[Stored data entries]
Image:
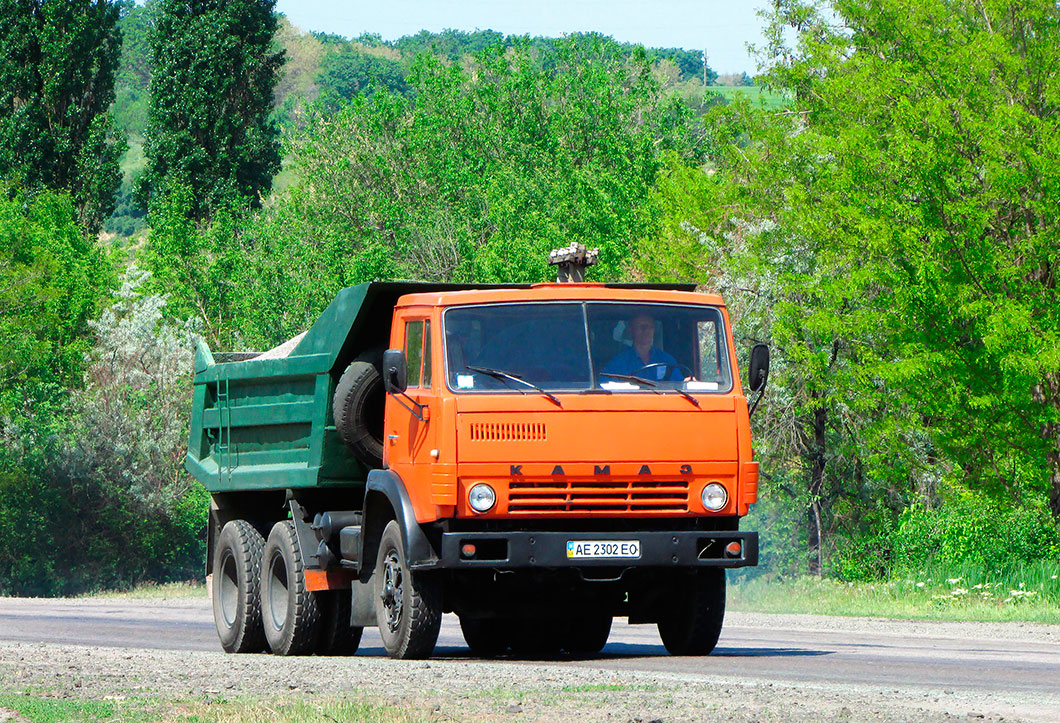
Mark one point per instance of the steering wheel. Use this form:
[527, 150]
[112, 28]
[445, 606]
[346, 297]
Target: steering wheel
[685, 371]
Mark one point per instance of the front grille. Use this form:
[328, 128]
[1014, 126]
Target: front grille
[507, 431]
[597, 496]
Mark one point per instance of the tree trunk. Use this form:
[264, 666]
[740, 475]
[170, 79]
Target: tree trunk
[816, 486]
[1047, 393]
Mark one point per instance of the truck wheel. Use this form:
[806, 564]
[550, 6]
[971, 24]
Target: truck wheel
[587, 636]
[289, 612]
[337, 636]
[358, 406]
[236, 587]
[407, 604]
[692, 620]
[486, 637]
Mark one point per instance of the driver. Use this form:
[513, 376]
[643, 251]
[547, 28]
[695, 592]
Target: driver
[632, 360]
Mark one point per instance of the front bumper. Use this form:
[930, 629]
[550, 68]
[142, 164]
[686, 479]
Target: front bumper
[673, 549]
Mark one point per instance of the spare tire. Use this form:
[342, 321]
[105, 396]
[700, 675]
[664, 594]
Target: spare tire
[358, 405]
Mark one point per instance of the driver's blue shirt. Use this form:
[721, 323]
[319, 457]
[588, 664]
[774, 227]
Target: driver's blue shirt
[629, 363]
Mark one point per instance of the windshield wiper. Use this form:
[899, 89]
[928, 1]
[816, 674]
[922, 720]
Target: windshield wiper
[496, 373]
[651, 385]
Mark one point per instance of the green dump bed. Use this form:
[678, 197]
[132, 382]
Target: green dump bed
[266, 423]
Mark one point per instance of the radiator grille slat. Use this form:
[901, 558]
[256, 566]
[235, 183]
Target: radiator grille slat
[507, 431]
[534, 497]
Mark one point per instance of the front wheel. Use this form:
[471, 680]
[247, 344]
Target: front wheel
[408, 606]
[691, 622]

[Work request]
Without including any pictures, copy every line above exactly.

[Answer area]
Image:
Mark one point per instance of the steering wheel. Use this form:
[527, 150]
[112, 28]
[445, 606]
[346, 297]
Target: steering wheel
[685, 371]
Mark one point per instance of the front grille. Use this form:
[328, 128]
[1014, 126]
Target: front grille
[507, 431]
[597, 496]
Mark one point per instance of the tree trunk. Use this form:
[264, 666]
[740, 475]
[170, 79]
Target: tree trunk
[816, 486]
[1047, 393]
Mark one point per instance of the truck wheel. Use this form:
[806, 564]
[550, 6]
[971, 24]
Target: truck wheel
[587, 636]
[289, 612]
[337, 636]
[358, 406]
[236, 587]
[407, 604]
[692, 620]
[486, 637]
Mark one point per instance of the driver. Use this form:
[513, 376]
[643, 251]
[547, 28]
[695, 592]
Target: driver
[632, 360]
Mark one point per instance of the front bumper. Use this form:
[930, 629]
[550, 68]
[142, 164]
[686, 479]
Target: front bumper
[673, 549]
Mark one point per instance of the spare tire. Use this form:
[342, 321]
[105, 396]
[700, 675]
[664, 594]
Target: spare tire
[358, 405]
Mark one point per instance of the driver's blue shirt. Use this form:
[721, 323]
[319, 457]
[588, 664]
[774, 227]
Target: driver's blue shirt
[629, 363]
Mark one point per instance of the windshield wiper. Use this form:
[899, 89]
[928, 1]
[816, 674]
[922, 720]
Target: windshield wiper
[496, 373]
[651, 385]
Mark one point per instance of the green dump bed. Use this form:
[678, 197]
[132, 382]
Target: green dump bed
[266, 423]
Mark one point per instance of the radiator grille slat. Use this form:
[901, 558]
[256, 566]
[235, 183]
Target: radiator grille slat
[507, 431]
[534, 497]
Mark one point per instance of the front wheel. Use this form:
[471, 680]
[247, 344]
Target: front wheel
[408, 606]
[691, 622]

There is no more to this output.